*** MATERIAL TO PROCESS ***

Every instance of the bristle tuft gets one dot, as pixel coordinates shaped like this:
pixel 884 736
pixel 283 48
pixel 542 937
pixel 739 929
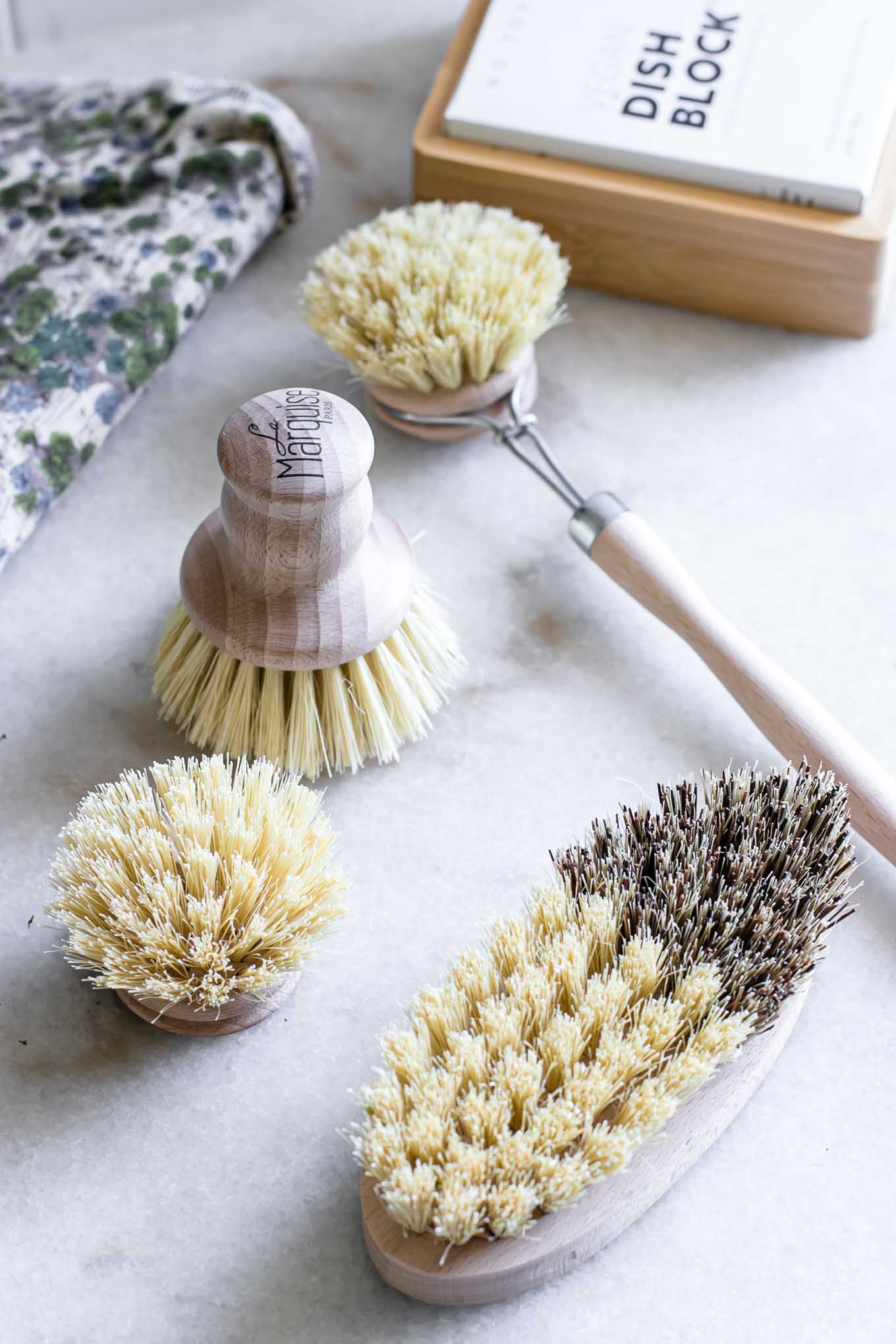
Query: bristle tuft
pixel 435 294
pixel 196 881
pixel 544 1062
pixel 311 722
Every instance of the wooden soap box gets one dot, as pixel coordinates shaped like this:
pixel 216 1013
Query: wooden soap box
pixel 715 252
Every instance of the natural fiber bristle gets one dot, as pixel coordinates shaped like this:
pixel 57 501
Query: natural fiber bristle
pixel 435 294
pixel 309 722
pixel 547 1058
pixel 195 881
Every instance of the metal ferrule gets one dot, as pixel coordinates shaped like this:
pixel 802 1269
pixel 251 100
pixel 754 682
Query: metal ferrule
pixel 593 517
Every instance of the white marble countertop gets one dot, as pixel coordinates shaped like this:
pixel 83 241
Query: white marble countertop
pixel 157 1190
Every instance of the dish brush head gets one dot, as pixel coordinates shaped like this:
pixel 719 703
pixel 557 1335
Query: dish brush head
pixel 196 882
pixel 435 294
pixel 305 633
pixel 546 1059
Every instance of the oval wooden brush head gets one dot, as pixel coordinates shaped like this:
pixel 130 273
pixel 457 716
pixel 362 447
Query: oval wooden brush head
pixel 490 1272
pixel 297 569
pixel 563 1076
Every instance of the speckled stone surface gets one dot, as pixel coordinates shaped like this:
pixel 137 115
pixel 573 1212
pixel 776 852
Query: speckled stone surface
pixel 159 1190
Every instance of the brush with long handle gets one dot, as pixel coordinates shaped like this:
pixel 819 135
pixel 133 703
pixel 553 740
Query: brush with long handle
pixel 509 1134
pixel 437 308
pixel 305 633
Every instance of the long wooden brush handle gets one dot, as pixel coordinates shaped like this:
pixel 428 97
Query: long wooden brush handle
pixel 633 555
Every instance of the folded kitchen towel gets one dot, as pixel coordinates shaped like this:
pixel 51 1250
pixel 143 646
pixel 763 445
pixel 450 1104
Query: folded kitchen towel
pixel 123 209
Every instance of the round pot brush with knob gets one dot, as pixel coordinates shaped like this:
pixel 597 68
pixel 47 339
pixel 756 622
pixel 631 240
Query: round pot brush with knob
pixel 437 307
pixel 304 633
pixel 509 1133
pixel 196 890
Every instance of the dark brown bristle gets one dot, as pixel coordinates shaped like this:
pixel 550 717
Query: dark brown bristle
pixel 751 882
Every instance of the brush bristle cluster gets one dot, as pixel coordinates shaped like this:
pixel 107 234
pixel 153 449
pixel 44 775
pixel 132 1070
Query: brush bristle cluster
pixel 196 881
pixel 435 294
pixel 546 1059
pixel 309 722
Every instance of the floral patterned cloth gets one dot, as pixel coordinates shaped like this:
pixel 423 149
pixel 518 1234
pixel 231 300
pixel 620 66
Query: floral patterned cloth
pixel 123 209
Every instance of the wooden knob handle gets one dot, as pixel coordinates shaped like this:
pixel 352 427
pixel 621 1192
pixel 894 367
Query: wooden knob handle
pixel 297 569
pixel 634 557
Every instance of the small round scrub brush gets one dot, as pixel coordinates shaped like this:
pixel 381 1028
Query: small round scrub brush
pixel 196 890
pixel 435 307
pixel 546 1062
pixel 439 298
pixel 305 633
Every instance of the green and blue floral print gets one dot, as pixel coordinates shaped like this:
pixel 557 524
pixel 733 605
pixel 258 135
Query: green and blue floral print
pixel 123 209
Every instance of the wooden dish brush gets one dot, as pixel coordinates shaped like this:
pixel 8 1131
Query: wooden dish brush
pixel 196 891
pixel 437 307
pixel 305 633
pixel 508 1136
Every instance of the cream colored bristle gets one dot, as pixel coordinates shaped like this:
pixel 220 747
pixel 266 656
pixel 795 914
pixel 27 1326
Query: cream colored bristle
pixel 309 722
pixel 195 881
pixel 547 1059
pixel 435 294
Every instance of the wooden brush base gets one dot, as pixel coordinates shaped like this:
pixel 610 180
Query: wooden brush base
pixel 716 252
pixel 235 1015
pixel 490 398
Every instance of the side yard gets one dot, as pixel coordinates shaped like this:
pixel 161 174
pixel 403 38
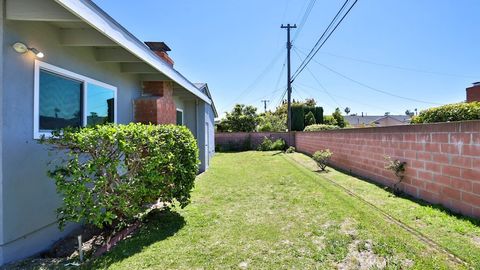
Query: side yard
pixel 270 210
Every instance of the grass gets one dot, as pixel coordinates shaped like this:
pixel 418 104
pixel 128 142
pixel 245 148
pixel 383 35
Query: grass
pixel 264 210
pixel 460 235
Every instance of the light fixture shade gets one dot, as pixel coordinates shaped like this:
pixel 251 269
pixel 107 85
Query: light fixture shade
pixel 20 47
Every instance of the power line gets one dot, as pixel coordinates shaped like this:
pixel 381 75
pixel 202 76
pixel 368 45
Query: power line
pixel 371 87
pixel 317 80
pixel 257 79
pixel 308 10
pixel 398 67
pixel 317 47
pixel 346 98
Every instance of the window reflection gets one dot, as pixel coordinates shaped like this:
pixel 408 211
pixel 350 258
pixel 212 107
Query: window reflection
pixel 60 101
pixel 100 105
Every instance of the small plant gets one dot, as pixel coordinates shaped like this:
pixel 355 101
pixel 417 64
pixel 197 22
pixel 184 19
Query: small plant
pixel 268 145
pixel 398 168
pixel 322 157
pixel 265 145
pixel 320 127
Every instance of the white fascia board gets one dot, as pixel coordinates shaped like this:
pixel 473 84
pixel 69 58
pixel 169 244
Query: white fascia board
pixel 102 22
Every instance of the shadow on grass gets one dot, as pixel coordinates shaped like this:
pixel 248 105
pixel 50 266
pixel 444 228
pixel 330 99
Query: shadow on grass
pixel 159 225
pixel 406 196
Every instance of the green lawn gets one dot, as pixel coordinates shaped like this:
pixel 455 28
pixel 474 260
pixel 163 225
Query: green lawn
pixel 266 210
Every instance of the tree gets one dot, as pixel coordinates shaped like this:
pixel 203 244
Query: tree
pixel 339 118
pixel 409 113
pixel 272 122
pixel 310 102
pixel 310 119
pixel 242 118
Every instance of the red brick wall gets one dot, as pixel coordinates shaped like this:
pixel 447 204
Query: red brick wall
pixel 222 139
pixel 159 108
pixel 473 93
pixel 443 160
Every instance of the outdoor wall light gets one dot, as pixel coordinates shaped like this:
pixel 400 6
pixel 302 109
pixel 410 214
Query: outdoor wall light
pixel 22 48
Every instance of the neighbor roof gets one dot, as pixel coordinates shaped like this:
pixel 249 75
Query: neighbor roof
pixel 359 120
pixel 89 12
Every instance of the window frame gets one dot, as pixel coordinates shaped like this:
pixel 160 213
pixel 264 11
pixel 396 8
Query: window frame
pixel 39 65
pixel 180 110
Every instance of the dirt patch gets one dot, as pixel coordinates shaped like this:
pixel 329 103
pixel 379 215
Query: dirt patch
pixel 362 257
pixel 349 227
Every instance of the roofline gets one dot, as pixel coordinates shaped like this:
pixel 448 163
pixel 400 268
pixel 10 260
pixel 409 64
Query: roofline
pixel 105 24
pixel 207 90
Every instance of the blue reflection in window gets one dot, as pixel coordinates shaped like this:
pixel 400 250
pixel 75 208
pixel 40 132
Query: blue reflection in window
pixel 60 101
pixel 100 105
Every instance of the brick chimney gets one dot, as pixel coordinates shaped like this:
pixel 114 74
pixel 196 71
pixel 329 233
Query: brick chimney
pixel 473 92
pixel 160 49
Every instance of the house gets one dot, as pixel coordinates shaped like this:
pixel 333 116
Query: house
pixel 67 62
pixel 377 121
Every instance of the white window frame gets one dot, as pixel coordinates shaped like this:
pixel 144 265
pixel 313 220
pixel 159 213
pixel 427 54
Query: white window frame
pixel 180 110
pixel 39 65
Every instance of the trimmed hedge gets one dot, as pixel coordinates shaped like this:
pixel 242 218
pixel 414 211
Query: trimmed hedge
pixel 449 113
pixel 298 117
pixel 320 127
pixel 109 174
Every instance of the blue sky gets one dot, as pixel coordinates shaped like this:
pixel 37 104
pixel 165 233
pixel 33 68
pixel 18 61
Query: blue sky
pixel 425 50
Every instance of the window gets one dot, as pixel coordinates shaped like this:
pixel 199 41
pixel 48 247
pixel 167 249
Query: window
pixel 179 117
pixel 63 98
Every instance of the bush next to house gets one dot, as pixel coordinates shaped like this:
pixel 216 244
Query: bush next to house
pixel 322 157
pixel 449 113
pixel 109 174
pixel 310 119
pixel 320 127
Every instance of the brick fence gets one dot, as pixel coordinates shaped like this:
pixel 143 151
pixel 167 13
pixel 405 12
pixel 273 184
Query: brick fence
pixel 443 160
pixel 236 139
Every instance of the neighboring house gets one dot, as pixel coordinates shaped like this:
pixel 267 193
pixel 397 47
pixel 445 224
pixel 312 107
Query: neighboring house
pixel 67 62
pixel 377 121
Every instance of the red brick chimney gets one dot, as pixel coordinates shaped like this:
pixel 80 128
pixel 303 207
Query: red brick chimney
pixel 473 92
pixel 160 49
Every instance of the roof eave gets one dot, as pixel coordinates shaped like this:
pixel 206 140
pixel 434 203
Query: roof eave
pixel 102 22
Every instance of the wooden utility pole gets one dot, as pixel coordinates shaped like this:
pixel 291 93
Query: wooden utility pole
pixel 265 101
pixel 289 79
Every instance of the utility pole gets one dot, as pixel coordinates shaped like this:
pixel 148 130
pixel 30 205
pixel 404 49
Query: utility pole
pixel 265 101
pixel 289 79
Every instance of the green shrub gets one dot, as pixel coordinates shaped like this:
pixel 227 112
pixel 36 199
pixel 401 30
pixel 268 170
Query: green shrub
pixel 268 145
pixel 329 120
pixel 290 150
pixel 341 122
pixel 322 157
pixel 319 115
pixel 265 145
pixel 278 145
pixel 320 127
pixel 298 117
pixel 310 119
pixel 449 113
pixel 109 174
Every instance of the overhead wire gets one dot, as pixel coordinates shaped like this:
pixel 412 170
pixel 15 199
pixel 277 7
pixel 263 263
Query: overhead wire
pixel 327 34
pixel 371 87
pixel 304 19
pixel 250 87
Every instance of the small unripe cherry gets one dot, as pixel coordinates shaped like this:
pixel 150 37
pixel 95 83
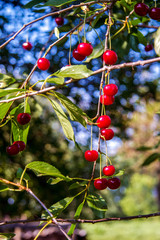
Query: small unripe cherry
pixel 106 99
pixel 27 46
pixel 91 155
pixel 107 134
pixel 23 118
pixel 110 57
pixel 110 89
pixel 77 55
pixel 103 121
pixel 85 49
pixel 13 149
pixel 114 183
pixel 100 183
pixel 109 170
pixel 43 64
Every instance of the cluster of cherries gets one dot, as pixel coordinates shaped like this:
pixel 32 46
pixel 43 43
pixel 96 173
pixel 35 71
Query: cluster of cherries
pixel 103 122
pixel 19 146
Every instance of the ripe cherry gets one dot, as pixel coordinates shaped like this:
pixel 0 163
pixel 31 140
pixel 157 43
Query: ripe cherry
pixel 154 13
pixel 107 134
pixel 109 170
pixel 91 155
pixel 59 21
pixel 110 57
pixel 101 183
pixel 43 64
pixel 27 46
pixel 103 121
pixel 23 118
pixel 85 49
pixel 21 145
pixel 110 89
pixel 13 149
pixel 77 55
pixel 114 183
pixel 106 99
pixel 141 9
pixel 148 47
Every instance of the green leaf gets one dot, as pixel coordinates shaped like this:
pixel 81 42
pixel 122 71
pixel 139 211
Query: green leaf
pixel 6 236
pixel 97 52
pixel 4 92
pixel 6 80
pixel 19 173
pixel 75 113
pixel 3 188
pixel 57 3
pixel 75 72
pixel 153 157
pixel 157 42
pixel 58 207
pixel 4 107
pixel 98 204
pixel 44 168
pixel 65 123
pixel 20 132
pixel 32 3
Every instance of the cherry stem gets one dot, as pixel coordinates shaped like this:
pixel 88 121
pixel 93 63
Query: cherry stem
pixel 70 48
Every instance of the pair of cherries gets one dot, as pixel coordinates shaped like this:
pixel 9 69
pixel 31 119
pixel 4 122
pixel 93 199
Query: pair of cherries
pixel 142 9
pixel 19 146
pixel 83 50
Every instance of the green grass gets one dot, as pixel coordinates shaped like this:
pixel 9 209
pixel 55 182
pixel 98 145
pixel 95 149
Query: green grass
pixel 147 229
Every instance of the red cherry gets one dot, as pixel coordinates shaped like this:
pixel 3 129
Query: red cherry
pixel 91 156
pixel 110 57
pixel 148 47
pixel 43 63
pixel 85 49
pixel 154 13
pixel 13 149
pixel 107 134
pixel 110 89
pixel 27 46
pixel 103 121
pixel 101 183
pixel 23 118
pixel 109 170
pixel 106 100
pixel 141 9
pixel 59 21
pixel 21 145
pixel 114 183
pixel 78 56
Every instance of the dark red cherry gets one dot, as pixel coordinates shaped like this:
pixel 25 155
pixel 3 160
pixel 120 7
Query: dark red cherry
pixel 13 149
pixel 109 170
pixel 91 155
pixel 23 118
pixel 110 57
pixel 107 134
pixel 154 13
pixel 21 145
pixel 100 183
pixel 27 46
pixel 43 64
pixel 106 99
pixel 59 21
pixel 85 49
pixel 141 9
pixel 78 56
pixel 114 183
pixel 103 121
pixel 148 47
pixel 110 89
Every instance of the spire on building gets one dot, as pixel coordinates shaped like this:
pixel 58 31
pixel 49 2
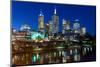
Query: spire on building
pixel 55 10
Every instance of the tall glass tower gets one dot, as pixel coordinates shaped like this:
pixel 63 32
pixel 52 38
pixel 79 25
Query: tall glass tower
pixel 41 22
pixel 55 20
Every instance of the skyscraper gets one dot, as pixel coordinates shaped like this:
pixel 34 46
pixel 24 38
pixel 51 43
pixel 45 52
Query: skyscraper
pixel 64 23
pixel 41 22
pixel 83 30
pixel 55 20
pixel 76 26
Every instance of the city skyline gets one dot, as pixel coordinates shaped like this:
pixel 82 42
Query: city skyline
pixel 27 13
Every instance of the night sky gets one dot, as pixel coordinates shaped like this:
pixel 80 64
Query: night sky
pixel 28 12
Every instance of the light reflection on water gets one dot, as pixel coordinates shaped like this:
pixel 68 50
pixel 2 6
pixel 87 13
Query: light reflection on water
pixel 60 56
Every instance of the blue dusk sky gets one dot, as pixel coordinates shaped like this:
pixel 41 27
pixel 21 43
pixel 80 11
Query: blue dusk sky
pixel 28 12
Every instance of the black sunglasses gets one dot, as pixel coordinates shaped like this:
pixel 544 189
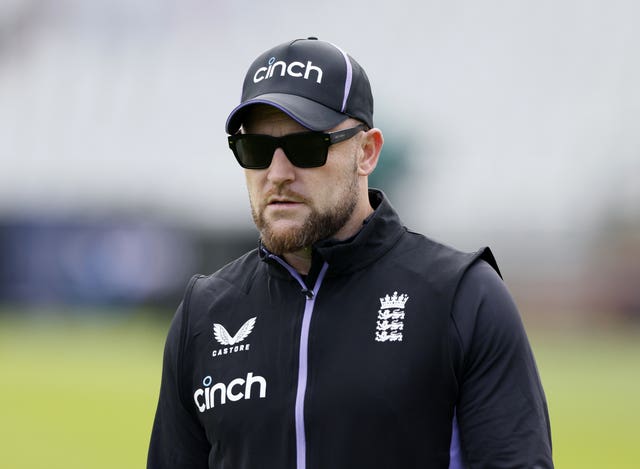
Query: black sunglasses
pixel 304 149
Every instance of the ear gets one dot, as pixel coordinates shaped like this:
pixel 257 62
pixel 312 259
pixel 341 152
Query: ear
pixel 371 145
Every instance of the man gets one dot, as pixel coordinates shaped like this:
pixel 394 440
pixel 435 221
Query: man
pixel 344 340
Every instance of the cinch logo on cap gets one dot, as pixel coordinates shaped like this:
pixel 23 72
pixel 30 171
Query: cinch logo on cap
pixel 294 69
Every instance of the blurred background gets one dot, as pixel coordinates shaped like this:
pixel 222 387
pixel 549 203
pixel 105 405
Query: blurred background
pixel 508 124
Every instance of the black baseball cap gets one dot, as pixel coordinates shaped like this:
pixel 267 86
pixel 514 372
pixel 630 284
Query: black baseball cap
pixel 315 82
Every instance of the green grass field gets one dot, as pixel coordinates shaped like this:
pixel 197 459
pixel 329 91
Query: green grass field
pixel 82 393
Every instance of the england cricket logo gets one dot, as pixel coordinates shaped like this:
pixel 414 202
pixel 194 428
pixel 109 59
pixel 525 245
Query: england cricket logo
pixel 231 342
pixel 391 318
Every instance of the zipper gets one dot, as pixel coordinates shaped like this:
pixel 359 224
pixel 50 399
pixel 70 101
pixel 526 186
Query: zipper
pixel 303 358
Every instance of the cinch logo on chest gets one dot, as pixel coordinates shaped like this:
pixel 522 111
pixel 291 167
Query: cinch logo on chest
pixel 211 394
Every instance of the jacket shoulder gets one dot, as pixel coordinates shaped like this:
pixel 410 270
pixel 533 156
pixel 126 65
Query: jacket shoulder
pixel 443 259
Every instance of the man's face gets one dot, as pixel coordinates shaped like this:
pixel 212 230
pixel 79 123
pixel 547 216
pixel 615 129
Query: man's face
pixel 295 207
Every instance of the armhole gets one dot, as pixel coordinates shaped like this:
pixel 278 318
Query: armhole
pixel 184 327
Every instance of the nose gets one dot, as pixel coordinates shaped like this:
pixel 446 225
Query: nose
pixel 281 170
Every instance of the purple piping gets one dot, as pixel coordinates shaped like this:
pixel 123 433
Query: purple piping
pixel 303 358
pixel 348 78
pixel 455 451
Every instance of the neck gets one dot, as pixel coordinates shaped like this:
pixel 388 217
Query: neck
pixel 299 260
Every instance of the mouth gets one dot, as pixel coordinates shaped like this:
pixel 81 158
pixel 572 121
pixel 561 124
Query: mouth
pixel 283 201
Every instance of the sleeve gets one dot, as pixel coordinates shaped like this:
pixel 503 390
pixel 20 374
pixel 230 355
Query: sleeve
pixel 178 441
pixel 501 413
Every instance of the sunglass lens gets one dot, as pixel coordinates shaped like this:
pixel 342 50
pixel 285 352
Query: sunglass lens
pixel 254 151
pixel 308 150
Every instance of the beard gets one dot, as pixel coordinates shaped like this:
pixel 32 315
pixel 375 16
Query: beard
pixel 317 226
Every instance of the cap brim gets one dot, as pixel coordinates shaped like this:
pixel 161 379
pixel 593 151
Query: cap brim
pixel 306 112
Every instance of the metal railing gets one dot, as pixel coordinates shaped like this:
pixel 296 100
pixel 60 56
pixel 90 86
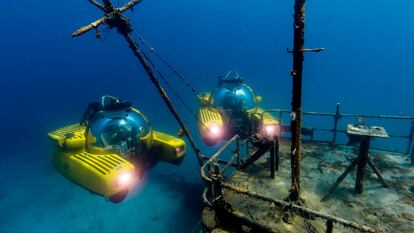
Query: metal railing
pixel 212 174
pixel 337 116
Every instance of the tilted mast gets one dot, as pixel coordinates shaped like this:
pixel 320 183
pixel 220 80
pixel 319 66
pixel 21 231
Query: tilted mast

***

Pictures are to be left out; otherwise, copy exactly each line from the one containing "Every instance of the mouth" through the last line of the listing.

Every instance of the mouth gets one dot, as pixel coordinates shaped like this:
pixel 81 158
pixel 572 121
pixel 561 124
Query: mouth
pixel 283 201
Every instance of the sleeve gets one dot, as pixel coordinates shaped like this:
pixel 503 390
pixel 20 374
pixel 230 355
Query: sleeve
pixel 178 441
pixel 501 413
Every instance of the sunglass lens gets one dot, as pixel coordinates shaped like this:
pixel 342 50
pixel 285 352
Query: sunglass lens
pixel 254 151
pixel 308 150
Every instance of the beard gets one dot, as pixel coordinates shaped like this:
pixel 32 315
pixel 375 16
Query: beard
pixel 317 226
Every instance of the cap brim gets one dot, as pixel coordinates shaped like this:
pixel 161 379
pixel 593 151
Query: cap brim
pixel 306 112
Every instance of the metal railing gets one dot, as pixel coordinates shaped like this:
pixel 296 100
pixel 60 56
pixel 90 86
Query: metal railing
pixel 212 174
pixel 337 116
Every instance of the tilted mast gets one dot, as pixel coordinates shaped like this:
pixel 320 183
pixel 220 80
pixel 319 66
pixel 21 231
Query: tilted mast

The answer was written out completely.